THE PROBLEM:
Turn every line of the entries below into a Markdown table with the columns "Row" and "Line," numbering the rows and skipping blank lines. Leave the pictures out of your answer.

— start EXCERPTED RECORDS —

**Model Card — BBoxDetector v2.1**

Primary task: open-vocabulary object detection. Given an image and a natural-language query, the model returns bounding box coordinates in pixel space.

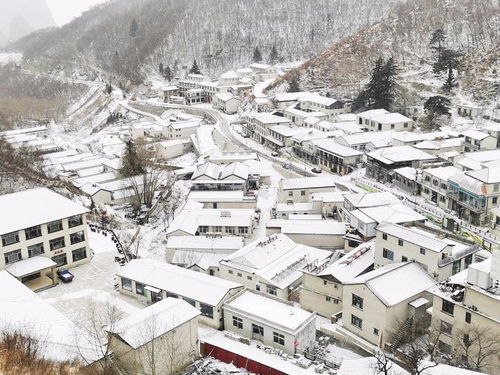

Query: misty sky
[45,0,106,26]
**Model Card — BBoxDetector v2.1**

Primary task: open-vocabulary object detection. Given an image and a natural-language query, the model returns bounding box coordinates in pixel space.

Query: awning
[5,256,57,277]
[144,285,161,293]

— end EXCERPTED RECORDS —

RESULT OF THIS TASK:
| Row | Line |
|---|---|
| 1 | **Model Card — BBoxDetector v2.1** |
| 2 | Primary task: open-vocabulary object detection. Given an image and a natural-language query, the model returns bounding box coordinates in pixel space. |
| 3 | Query: misty sky |
| 4 | [45,0,106,26] |
| 5 | **Model Card — BBoxDetector v2.1** |
| 6 | Primary task: open-vocabulary object detection. Given an image and a natural-language query, the model returns bounding box coordinates in pixel space. |
| 7 | Query: awning |
| 8 | [5,256,57,277] |
| 9 | [144,285,161,293] |